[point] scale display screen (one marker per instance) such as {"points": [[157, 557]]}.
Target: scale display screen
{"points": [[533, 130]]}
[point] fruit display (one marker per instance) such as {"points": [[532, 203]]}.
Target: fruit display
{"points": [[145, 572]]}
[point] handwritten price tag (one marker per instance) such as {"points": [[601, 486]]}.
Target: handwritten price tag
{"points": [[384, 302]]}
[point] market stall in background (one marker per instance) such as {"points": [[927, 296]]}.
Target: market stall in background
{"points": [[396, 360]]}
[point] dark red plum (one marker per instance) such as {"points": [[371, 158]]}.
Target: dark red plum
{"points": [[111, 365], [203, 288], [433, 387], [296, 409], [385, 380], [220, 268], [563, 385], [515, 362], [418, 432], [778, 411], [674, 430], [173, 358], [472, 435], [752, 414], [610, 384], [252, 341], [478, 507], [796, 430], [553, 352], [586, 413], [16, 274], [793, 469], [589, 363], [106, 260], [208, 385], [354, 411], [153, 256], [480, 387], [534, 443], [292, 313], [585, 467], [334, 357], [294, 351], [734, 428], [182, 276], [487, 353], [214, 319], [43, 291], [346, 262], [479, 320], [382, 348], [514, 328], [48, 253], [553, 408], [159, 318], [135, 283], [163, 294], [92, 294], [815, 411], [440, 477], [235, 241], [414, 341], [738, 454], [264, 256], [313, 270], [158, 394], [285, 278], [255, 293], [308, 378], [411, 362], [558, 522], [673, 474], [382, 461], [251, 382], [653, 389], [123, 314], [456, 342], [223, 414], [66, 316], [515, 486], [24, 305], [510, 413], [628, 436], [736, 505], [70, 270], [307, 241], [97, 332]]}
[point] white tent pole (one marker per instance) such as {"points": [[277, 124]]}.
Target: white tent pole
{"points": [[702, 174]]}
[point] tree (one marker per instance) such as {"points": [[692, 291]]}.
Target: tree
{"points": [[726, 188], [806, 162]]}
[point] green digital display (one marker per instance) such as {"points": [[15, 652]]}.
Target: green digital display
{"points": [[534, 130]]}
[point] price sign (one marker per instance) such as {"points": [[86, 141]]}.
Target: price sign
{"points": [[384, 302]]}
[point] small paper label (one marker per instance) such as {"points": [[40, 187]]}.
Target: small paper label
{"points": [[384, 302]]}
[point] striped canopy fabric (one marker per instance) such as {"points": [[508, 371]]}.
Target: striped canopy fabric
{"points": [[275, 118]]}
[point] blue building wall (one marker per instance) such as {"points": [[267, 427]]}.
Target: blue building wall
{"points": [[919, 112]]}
------------------------------------------------
Task: Rescale the lines from the one containing "[point] blue building" through the end of the listing, giving each line again in full. Multiply every point coordinate in the answers by 1.4 and round to whole numbers, with halves rounded up, but leave the sample coordinates on the other lines unchanged.

Written answer:
[point] blue building wall (one marker per instance) such as {"points": [[267, 427]]}.
Target: blue building wall
{"points": [[1287, 157]]}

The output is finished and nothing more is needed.